What is expected =>
Set down exactly the lines from the one containing "One keypoint belongs on each instance. Indicate the low" through the end of the records below, both included, and nothing else.

--- Record set ---

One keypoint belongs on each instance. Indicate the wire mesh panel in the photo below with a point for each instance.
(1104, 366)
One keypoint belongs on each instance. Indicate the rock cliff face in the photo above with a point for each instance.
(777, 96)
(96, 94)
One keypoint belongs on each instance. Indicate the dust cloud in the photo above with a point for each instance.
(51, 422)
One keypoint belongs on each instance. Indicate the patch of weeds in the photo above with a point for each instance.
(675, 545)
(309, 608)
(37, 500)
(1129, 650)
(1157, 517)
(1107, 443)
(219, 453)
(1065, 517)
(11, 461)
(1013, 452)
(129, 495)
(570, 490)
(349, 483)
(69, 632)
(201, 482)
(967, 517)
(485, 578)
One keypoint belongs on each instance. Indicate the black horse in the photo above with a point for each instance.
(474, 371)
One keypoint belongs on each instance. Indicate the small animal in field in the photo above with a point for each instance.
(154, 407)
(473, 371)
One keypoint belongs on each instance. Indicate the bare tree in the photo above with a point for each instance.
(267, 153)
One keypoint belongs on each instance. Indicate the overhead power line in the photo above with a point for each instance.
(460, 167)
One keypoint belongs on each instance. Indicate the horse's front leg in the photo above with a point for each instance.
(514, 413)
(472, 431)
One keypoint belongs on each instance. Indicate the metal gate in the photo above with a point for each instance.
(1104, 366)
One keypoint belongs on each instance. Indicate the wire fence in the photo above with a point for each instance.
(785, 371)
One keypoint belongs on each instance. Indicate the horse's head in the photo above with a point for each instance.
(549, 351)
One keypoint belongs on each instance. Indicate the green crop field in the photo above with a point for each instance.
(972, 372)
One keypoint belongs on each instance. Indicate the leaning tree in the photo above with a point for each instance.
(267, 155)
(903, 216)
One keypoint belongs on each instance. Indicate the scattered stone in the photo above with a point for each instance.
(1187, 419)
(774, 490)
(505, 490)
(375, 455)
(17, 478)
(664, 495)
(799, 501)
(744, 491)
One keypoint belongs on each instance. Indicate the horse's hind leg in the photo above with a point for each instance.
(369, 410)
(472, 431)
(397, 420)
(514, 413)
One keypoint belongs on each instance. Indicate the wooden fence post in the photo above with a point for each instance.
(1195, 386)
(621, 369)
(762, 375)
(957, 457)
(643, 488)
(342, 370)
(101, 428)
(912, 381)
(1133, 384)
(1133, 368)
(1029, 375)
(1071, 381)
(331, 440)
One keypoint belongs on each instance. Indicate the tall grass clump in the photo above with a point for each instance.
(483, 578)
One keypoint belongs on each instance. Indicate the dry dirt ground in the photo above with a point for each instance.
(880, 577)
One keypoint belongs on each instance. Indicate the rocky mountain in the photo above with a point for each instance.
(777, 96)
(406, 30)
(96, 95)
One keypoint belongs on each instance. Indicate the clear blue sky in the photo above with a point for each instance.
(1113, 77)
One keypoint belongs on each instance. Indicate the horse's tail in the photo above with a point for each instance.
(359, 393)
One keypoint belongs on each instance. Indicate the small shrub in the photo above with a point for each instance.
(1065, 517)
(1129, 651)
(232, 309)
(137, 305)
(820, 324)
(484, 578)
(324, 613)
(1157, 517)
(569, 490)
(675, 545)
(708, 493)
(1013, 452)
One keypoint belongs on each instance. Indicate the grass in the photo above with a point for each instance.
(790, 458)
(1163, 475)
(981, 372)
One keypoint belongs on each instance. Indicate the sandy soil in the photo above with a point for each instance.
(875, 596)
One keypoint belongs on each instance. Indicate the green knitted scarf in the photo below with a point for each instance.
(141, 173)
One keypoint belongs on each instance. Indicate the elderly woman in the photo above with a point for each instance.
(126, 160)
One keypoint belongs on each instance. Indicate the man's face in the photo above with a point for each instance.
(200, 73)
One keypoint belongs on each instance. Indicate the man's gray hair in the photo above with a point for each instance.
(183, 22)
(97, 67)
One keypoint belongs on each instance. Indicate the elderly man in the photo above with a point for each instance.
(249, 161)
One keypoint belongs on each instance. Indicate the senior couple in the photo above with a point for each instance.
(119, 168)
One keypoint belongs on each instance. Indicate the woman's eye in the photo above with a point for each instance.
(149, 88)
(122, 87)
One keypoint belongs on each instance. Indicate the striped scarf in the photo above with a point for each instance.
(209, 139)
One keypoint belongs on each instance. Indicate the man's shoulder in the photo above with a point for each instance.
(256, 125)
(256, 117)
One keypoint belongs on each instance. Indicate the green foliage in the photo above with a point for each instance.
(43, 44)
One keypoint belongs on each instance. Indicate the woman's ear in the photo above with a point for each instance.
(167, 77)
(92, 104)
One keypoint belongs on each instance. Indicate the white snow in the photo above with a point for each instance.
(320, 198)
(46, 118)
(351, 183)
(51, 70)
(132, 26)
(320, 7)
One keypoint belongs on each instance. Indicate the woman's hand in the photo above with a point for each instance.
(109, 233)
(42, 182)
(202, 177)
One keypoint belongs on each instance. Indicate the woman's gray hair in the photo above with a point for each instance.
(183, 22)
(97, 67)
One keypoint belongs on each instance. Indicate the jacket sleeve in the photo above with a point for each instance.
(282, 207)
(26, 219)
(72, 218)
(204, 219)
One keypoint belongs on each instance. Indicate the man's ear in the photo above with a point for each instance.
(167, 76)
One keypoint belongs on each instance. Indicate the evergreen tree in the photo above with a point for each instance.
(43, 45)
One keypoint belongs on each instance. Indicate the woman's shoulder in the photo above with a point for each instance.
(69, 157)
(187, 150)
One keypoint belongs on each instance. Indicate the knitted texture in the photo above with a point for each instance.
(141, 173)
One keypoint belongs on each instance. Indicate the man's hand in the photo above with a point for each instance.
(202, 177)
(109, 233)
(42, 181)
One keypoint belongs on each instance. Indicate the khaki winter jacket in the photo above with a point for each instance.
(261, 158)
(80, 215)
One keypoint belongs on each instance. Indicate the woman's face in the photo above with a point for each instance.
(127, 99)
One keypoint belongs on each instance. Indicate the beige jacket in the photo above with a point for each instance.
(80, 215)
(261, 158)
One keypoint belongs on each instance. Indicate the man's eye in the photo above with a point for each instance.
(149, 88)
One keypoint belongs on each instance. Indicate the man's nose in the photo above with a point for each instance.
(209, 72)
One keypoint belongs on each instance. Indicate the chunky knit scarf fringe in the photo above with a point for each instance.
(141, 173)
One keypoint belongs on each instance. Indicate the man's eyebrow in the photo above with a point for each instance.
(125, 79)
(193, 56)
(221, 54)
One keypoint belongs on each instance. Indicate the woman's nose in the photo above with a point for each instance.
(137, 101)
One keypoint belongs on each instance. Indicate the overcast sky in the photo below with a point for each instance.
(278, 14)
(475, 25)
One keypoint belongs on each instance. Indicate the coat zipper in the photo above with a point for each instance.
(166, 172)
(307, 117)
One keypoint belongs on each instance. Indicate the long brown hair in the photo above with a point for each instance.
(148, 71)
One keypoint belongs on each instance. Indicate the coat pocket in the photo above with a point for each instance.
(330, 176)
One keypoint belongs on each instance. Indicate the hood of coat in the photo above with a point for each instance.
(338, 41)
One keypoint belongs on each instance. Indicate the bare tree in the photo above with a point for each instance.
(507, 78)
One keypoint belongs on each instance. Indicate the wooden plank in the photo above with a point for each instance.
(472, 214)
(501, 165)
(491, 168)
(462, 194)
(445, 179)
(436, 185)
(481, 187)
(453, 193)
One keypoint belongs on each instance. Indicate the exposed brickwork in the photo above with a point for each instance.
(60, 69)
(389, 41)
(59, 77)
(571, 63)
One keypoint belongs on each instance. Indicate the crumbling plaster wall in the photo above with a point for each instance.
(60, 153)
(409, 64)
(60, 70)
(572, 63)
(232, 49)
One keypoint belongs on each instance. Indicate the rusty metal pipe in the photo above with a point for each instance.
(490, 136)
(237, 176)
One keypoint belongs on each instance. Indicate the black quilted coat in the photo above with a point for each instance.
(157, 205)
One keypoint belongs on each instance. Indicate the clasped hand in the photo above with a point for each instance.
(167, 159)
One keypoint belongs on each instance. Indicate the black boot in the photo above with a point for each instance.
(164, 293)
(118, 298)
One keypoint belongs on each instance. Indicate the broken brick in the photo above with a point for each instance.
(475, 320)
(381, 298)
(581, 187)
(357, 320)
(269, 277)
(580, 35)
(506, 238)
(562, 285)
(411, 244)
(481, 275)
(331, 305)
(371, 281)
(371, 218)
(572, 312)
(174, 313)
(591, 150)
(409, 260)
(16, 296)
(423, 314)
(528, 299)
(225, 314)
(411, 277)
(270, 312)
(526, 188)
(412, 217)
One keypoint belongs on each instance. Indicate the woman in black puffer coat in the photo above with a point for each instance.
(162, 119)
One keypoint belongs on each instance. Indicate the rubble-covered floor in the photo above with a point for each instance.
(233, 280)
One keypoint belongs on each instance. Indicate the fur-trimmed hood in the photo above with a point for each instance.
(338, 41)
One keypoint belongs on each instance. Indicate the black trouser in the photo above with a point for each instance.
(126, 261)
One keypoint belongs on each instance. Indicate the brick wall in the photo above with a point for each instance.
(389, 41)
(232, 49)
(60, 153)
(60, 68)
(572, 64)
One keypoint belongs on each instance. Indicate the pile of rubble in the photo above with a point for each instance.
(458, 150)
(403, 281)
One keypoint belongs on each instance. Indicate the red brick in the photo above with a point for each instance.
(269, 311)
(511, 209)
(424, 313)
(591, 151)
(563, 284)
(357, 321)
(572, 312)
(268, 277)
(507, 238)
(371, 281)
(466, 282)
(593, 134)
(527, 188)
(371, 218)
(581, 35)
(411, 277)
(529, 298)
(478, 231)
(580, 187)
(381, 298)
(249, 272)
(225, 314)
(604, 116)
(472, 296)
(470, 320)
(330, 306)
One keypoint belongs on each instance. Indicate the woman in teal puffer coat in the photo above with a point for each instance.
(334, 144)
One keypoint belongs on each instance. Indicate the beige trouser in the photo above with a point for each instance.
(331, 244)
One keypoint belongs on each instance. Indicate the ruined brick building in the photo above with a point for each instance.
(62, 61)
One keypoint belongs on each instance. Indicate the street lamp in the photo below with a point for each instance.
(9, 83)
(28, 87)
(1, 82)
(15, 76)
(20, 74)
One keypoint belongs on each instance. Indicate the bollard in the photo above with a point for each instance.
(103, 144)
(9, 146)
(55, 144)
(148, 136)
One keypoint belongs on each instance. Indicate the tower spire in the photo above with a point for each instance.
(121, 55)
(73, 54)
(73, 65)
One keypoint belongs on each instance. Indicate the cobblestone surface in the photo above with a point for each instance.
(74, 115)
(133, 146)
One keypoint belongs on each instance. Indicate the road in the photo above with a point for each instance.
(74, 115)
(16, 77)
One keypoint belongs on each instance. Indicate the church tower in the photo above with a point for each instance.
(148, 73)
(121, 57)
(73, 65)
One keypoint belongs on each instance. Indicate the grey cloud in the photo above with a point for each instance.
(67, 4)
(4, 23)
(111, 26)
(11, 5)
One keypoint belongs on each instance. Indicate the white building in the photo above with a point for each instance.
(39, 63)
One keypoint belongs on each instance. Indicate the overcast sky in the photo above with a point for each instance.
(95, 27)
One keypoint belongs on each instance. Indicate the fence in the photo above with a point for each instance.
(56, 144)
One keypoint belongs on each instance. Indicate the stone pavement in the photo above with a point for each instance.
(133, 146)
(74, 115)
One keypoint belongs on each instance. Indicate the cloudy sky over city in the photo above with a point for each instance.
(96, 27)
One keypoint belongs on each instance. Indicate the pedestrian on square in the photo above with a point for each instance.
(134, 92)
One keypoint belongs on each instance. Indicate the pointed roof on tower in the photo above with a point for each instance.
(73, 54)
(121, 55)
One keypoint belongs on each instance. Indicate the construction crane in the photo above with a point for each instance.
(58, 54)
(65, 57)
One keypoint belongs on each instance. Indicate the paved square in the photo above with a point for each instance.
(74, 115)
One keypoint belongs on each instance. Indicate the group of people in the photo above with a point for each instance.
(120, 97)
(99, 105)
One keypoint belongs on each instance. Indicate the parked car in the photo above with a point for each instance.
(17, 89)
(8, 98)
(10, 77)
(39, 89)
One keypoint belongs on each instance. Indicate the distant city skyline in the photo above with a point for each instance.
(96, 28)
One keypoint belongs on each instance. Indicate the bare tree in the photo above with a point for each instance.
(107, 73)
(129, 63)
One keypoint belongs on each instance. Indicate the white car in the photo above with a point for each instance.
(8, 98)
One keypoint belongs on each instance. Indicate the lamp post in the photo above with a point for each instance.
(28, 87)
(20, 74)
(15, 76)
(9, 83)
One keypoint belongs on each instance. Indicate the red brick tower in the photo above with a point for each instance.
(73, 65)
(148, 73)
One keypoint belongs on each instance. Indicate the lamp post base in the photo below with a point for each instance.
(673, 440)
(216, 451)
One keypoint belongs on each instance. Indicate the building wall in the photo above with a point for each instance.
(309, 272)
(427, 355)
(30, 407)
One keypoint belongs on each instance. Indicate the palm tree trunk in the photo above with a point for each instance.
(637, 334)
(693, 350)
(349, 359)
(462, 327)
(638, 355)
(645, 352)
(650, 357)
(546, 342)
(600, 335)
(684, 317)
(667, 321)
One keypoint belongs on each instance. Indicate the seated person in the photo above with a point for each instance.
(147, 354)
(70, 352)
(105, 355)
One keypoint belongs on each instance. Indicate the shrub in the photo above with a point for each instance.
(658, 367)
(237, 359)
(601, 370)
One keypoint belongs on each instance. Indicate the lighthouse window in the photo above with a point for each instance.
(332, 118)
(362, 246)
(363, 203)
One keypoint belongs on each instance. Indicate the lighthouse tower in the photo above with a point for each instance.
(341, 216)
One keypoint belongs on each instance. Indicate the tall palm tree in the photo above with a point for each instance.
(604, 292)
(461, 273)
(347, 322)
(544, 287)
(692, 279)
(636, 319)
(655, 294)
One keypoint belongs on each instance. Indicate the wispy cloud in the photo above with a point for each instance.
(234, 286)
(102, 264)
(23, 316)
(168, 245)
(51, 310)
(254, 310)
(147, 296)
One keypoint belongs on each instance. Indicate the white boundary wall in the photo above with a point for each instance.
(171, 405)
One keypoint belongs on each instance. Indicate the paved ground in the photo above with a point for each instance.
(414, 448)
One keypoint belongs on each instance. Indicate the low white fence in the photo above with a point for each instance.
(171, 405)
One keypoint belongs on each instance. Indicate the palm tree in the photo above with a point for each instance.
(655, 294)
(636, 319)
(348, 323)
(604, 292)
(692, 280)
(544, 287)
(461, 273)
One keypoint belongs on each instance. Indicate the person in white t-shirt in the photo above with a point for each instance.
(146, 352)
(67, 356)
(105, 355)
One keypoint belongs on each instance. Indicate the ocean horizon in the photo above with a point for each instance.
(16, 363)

---

Exercise response =>
One keypoint belongs on each instance. Indicate the low white fence in the photo above with a point for each instance.
(171, 405)
One keypoint belongs on each instance. Indicate the palm tree in the photo above with a point for each instance.
(655, 294)
(636, 319)
(348, 323)
(604, 292)
(692, 280)
(544, 287)
(461, 273)
One keypoint belongs on each instance. Indicate the person in white t-shirt in the photo above with a point for each instance.
(146, 352)
(67, 356)
(105, 355)
One keypoint belongs on each instance. Indicate the ocean horizon in the photo above with a point for each instance.
(16, 363)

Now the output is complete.